## Objective
Pull out every line in the listing below that contains the string "sprayed". Case counts, so match capitalization.

## Entries

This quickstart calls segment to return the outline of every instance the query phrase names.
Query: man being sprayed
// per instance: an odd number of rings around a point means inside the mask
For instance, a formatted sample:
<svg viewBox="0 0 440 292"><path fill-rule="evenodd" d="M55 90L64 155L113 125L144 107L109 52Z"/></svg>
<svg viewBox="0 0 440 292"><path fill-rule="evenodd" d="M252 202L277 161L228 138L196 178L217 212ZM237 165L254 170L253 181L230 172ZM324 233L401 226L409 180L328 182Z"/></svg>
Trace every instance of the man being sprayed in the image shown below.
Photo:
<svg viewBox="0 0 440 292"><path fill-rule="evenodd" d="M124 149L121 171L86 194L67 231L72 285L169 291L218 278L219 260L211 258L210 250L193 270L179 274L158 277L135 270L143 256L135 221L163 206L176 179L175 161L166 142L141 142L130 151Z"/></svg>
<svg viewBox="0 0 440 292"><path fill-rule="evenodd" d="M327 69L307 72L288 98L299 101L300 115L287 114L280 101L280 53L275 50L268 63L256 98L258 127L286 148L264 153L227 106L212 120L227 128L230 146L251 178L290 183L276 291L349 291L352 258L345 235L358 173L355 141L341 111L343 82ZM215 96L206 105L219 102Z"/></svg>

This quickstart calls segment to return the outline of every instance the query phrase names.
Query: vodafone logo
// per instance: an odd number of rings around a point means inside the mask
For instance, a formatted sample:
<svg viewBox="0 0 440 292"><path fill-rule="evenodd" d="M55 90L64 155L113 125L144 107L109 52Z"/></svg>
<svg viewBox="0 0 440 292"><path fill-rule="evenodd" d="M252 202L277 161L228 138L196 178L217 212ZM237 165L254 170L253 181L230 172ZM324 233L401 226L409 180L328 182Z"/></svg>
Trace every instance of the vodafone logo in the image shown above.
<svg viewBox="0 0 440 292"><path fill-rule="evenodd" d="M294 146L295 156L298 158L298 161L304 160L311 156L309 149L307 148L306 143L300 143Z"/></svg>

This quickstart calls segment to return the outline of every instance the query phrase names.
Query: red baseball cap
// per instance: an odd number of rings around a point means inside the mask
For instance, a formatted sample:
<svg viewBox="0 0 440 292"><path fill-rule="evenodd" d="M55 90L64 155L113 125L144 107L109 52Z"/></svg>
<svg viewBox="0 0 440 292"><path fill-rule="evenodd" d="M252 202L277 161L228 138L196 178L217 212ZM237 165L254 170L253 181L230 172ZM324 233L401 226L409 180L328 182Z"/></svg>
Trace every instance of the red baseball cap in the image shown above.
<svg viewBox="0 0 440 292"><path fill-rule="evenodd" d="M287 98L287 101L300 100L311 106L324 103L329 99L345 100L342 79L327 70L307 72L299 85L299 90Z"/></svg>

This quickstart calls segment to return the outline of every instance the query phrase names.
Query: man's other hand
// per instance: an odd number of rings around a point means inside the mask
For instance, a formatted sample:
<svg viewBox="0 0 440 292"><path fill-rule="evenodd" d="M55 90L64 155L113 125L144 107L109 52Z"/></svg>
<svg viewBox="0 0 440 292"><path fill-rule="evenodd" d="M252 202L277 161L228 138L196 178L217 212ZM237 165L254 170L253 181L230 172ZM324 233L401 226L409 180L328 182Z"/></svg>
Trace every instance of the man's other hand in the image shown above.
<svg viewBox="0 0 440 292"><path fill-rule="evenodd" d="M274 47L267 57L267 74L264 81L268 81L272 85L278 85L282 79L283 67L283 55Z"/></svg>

## Task result
Query: man being sprayed
Trace every instance of the man being sprayed in the image shown below.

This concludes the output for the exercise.